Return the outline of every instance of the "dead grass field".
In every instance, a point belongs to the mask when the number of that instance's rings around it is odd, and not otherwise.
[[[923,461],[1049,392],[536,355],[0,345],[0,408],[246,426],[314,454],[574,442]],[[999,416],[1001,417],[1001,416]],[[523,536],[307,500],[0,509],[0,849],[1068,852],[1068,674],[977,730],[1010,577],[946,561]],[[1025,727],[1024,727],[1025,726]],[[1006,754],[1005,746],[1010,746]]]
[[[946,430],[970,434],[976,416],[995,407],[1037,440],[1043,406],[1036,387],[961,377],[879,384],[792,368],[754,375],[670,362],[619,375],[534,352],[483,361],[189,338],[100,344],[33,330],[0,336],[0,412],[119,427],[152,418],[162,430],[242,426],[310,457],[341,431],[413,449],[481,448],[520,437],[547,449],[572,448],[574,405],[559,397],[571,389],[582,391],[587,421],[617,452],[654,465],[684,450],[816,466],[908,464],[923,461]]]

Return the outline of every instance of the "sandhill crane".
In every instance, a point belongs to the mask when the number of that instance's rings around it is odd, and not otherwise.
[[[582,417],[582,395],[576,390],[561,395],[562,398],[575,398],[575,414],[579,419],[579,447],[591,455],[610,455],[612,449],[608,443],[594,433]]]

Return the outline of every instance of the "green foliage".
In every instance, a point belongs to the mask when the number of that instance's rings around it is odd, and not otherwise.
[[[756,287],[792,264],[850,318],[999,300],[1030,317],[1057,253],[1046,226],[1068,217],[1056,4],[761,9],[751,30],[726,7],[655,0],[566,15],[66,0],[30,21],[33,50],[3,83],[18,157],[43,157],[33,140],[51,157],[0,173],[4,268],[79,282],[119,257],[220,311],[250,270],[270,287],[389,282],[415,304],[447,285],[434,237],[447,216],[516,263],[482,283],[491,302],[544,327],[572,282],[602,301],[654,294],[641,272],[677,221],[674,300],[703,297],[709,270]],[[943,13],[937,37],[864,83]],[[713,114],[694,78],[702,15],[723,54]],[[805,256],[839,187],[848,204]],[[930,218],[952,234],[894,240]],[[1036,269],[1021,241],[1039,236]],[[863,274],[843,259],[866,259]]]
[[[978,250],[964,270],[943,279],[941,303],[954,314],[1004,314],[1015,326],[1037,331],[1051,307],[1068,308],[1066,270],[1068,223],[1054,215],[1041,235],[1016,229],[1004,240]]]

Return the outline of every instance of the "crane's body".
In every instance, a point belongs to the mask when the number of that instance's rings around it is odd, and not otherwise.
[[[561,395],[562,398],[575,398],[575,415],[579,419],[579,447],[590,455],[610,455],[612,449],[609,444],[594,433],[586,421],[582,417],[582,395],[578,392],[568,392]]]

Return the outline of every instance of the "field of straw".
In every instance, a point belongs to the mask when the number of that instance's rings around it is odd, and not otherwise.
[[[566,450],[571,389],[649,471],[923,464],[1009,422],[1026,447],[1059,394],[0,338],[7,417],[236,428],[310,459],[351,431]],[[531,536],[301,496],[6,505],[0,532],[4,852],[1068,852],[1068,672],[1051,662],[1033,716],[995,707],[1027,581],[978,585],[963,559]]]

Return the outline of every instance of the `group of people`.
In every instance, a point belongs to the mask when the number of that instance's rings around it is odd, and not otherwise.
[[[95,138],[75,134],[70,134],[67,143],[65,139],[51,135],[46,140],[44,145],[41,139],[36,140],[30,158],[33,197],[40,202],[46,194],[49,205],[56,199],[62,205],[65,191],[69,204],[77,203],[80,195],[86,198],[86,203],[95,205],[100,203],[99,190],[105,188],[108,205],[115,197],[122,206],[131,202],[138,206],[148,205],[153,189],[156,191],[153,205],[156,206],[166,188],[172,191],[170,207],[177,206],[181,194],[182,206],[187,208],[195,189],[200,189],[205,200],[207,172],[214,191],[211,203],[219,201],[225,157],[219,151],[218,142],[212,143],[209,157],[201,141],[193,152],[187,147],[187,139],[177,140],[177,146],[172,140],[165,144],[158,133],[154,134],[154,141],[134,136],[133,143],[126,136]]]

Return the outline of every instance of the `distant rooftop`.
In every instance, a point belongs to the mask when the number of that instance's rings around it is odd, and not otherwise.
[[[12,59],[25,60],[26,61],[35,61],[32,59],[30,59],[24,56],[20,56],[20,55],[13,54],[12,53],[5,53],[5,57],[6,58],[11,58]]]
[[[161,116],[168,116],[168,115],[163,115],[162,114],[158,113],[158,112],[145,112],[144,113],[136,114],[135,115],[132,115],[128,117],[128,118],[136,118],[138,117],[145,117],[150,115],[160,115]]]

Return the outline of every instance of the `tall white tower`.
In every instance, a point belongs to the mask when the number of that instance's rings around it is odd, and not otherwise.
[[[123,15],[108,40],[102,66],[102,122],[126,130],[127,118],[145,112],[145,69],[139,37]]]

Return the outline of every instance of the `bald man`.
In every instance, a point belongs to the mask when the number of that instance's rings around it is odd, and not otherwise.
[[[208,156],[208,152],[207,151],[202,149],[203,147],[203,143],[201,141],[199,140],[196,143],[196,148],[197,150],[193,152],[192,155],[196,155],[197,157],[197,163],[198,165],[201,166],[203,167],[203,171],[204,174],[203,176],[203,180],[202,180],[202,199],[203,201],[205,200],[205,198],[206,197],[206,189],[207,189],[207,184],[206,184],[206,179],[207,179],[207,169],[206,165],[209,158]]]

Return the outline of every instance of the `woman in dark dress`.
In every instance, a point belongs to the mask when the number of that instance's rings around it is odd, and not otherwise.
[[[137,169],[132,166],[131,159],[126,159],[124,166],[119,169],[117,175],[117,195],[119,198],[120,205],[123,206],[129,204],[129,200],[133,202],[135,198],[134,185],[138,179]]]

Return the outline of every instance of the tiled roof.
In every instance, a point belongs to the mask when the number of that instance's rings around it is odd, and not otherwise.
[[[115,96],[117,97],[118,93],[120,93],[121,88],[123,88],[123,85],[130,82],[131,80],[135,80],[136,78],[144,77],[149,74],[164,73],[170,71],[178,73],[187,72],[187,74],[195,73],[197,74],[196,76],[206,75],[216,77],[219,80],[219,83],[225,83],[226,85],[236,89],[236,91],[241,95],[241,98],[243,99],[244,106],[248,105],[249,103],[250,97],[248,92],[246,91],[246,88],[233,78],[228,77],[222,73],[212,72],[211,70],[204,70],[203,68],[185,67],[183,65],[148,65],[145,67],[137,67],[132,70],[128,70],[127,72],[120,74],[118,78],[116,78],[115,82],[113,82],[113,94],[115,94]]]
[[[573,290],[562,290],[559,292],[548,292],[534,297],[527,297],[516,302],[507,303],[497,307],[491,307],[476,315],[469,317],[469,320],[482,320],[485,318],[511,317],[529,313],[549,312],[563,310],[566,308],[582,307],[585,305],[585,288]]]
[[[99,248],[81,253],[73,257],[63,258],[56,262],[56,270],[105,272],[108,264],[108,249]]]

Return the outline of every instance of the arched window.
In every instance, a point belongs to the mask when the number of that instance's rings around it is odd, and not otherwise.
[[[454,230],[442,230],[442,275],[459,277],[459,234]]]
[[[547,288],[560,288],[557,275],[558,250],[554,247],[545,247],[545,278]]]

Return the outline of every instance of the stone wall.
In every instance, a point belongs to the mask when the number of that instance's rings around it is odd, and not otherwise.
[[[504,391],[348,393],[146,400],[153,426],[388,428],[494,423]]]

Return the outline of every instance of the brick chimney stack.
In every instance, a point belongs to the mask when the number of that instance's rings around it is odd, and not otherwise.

--*--

EXERCISE TASK.
Exactly reproduce every record.

TASK RESPONSE.
Return the outline of every instance of the "dead grass field".
In every instance, a point belongs to the mask when the number of that instance's rings around it is odd, and not otherwise.
[[[923,461],[1049,392],[536,355],[0,345],[0,408],[246,426],[314,454],[574,442]],[[999,416],[1001,417],[1001,416]],[[523,536],[307,500],[0,509],[0,849],[1068,852],[1068,674],[977,730],[1010,577],[946,561]],[[1025,727],[1024,727],[1025,726]],[[1006,754],[1005,746],[1010,746]]]
[[[946,430],[970,434],[976,416],[995,407],[1037,440],[1043,406],[1036,387],[961,377],[879,384],[792,368],[754,375],[670,362],[619,375],[534,352],[483,361],[189,338],[100,344],[33,330],[0,336],[0,412],[119,427],[152,418],[162,430],[242,426],[310,457],[341,431],[413,449],[481,448],[520,437],[547,449],[572,448],[574,405],[559,397],[571,389],[582,391],[587,421],[617,452],[654,465],[684,450],[816,466],[908,464],[923,461]]]

Return the outline of every instance of the "sandhill crane".
In every instance, a point belongs to the mask when the number of that instance's rings around it is odd, and not otherwise.
[[[582,417],[582,395],[576,390],[561,395],[562,398],[575,398],[575,414],[579,419],[579,447],[591,455],[610,455],[612,449],[608,443],[594,433]]]

Return the outline of every instance of the "green foliage".
In every instance, a point belongs to the mask when the number of that instance's rings around it is odd, and not otherwise.
[[[756,287],[792,264],[850,318],[999,300],[1030,317],[1057,253],[1046,226],[1068,217],[1056,4],[761,9],[751,30],[726,7],[655,0],[566,15],[66,0],[30,21],[33,50],[3,83],[18,157],[43,157],[33,140],[51,157],[0,173],[4,268],[79,282],[119,257],[220,311],[250,270],[270,287],[389,282],[415,304],[447,285],[434,237],[447,216],[516,263],[482,283],[491,302],[544,327],[572,282],[602,301],[654,294],[641,272],[677,221],[674,300],[703,297],[709,270]],[[943,13],[937,37],[864,83]],[[713,114],[694,78],[702,15],[723,54]],[[805,256],[839,187],[848,204]],[[930,218],[952,234],[894,240]],[[1036,269],[1021,241],[1039,236]],[[863,274],[843,259],[866,259]]]
[[[978,250],[964,270],[943,279],[941,303],[954,314],[1004,314],[1015,326],[1037,331],[1051,307],[1068,308],[1066,270],[1068,223],[1054,215],[1041,235],[1016,229],[1004,240]]]

Return the outline of every instance of the "crane's body".
In every instance, a point belongs to the mask when the number of that instance's rings around it is odd, and not otherwise.
[[[561,395],[562,398],[575,398],[575,415],[579,419],[579,447],[590,455],[610,455],[612,449],[609,444],[594,433],[586,421],[582,417],[582,395],[578,392],[568,392]]]

Return the outline of every instance of the "field of straw".
In every instance, a point belongs to the mask when the number of that instance's rings around it is odd, and not otherwise.
[[[566,450],[571,389],[649,471],[923,464],[1009,422],[1026,447],[1059,394],[0,338],[7,417],[236,428],[310,459],[351,431]],[[531,536],[301,496],[6,505],[0,532],[4,852],[1068,852],[1068,672],[1051,662],[1033,716],[995,707],[1027,581],[978,585],[963,559]]]

Return the outline of every instance of the `group of people`.
In every instance, a point belongs to the mask when the number of that instance's rings around it is odd, and not otherwise.
[[[95,138],[75,134],[70,134],[67,143],[65,139],[51,135],[46,140],[44,145],[41,139],[36,140],[30,158],[33,197],[40,202],[46,194],[49,205],[56,199],[62,205],[65,191],[69,204],[77,203],[80,195],[86,198],[86,203],[95,205],[100,203],[99,190],[105,188],[108,205],[115,197],[122,206],[131,202],[138,206],[148,205],[153,189],[156,191],[153,205],[156,206],[166,188],[172,191],[170,207],[177,206],[181,194],[182,206],[187,208],[195,189],[200,189],[205,200],[207,172],[214,191],[211,203],[219,201],[225,157],[219,151],[218,142],[212,143],[209,157],[201,141],[193,152],[187,147],[187,139],[177,140],[177,146],[172,140],[165,144],[158,133],[154,134],[154,141],[134,136],[133,143],[126,136]]]

Return the outline of every instance of the `distant rooftop`.
In every instance, a point belongs to the mask when the number of that instance's rings around it is odd, and not otherwise.
[[[12,59],[25,60],[26,61],[35,61],[32,59],[30,59],[24,56],[20,56],[20,55],[13,54],[12,53],[5,53],[5,57],[6,58],[11,58]]]
[[[161,116],[168,116],[168,115],[163,115],[162,114],[158,113],[158,112],[145,112],[144,113],[136,114],[135,115],[132,115],[128,117],[128,118],[136,118],[138,117],[145,117],[150,115],[160,115]]]

Return the outline of every instance of the `tall white tower`.
In every instance, a point belongs to the mask when the number of that instance's rings around it is odd, and not otherwise.
[[[123,15],[108,40],[102,66],[102,122],[126,130],[127,118],[145,112],[145,69],[139,37]]]

Return the outline of every instance of the `bald man`.
In every instance, a point belongs to the mask when the number of that instance's rings around it is odd, and not otherwise.
[[[208,156],[208,152],[207,151],[202,149],[203,147],[203,143],[201,141],[199,140],[196,143],[196,148],[197,150],[193,152],[192,155],[196,155],[197,157],[197,163],[198,165],[201,166],[203,167],[203,171],[204,174],[203,176],[203,180],[202,180],[202,199],[203,201],[205,200],[205,198],[206,197],[206,189],[207,189],[207,184],[206,184],[206,179],[207,179],[207,169],[206,165],[209,158]]]

Return the outline of every instance of the `woman in dark dress`.
In every instance, a point belongs to the mask when the number of that instance's rings around it is odd, and not otherwise.
[[[137,169],[132,166],[131,159],[126,159],[124,166],[119,169],[117,175],[117,195],[119,198],[120,205],[123,206],[129,204],[129,200],[133,202],[135,198],[134,185],[138,179]]]

Return the outline of every instance of the tiled roof.
In every instance, a point belongs to the mask when the number of that instance's rings around it is odd, and not otherwise.
[[[115,96],[117,97],[118,93],[120,93],[121,88],[123,88],[123,85],[130,82],[131,80],[135,80],[136,78],[144,77],[149,74],[164,73],[170,71],[178,73],[187,72],[187,74],[195,73],[197,74],[196,76],[206,75],[216,77],[219,80],[219,83],[225,83],[226,85],[236,89],[236,91],[241,95],[241,98],[243,99],[244,106],[248,105],[249,103],[250,97],[248,92],[246,91],[246,88],[233,78],[228,77],[222,73],[212,72],[211,70],[204,70],[203,68],[185,67],[183,65],[148,65],[145,67],[137,67],[132,70],[128,70],[127,72],[120,74],[118,78],[116,78],[115,82],[113,82],[113,94],[115,94]]]
[[[573,290],[562,290],[559,292],[548,292],[534,297],[527,297],[516,302],[507,303],[497,307],[491,307],[476,315],[469,317],[469,320],[482,320],[485,318],[511,317],[529,313],[549,312],[563,310],[566,308],[582,307],[585,305],[585,288]]]
[[[99,248],[81,253],[73,257],[63,258],[56,262],[56,270],[105,272],[108,264],[108,249]]]

Return the outline of every instance of the arched window.
In every instance, a point belongs to the mask when the number of that instance's rings around it is odd, and not otherwise.
[[[454,230],[442,230],[442,275],[459,277],[459,234]]]
[[[547,288],[560,288],[557,275],[558,250],[554,247],[545,247],[545,278]]]

Return the outline of every instance of the stone wall.
In every instance, a point belongs to the mask when the number of that instance's rings around it is odd, and not otherwise.
[[[504,391],[348,393],[146,400],[153,426],[388,428],[494,423]]]

Return the outline of every instance of the brick chimney stack.
In every instance, a point belongs to the mask when the number of that instance's rings around it is odd, and not otherwise.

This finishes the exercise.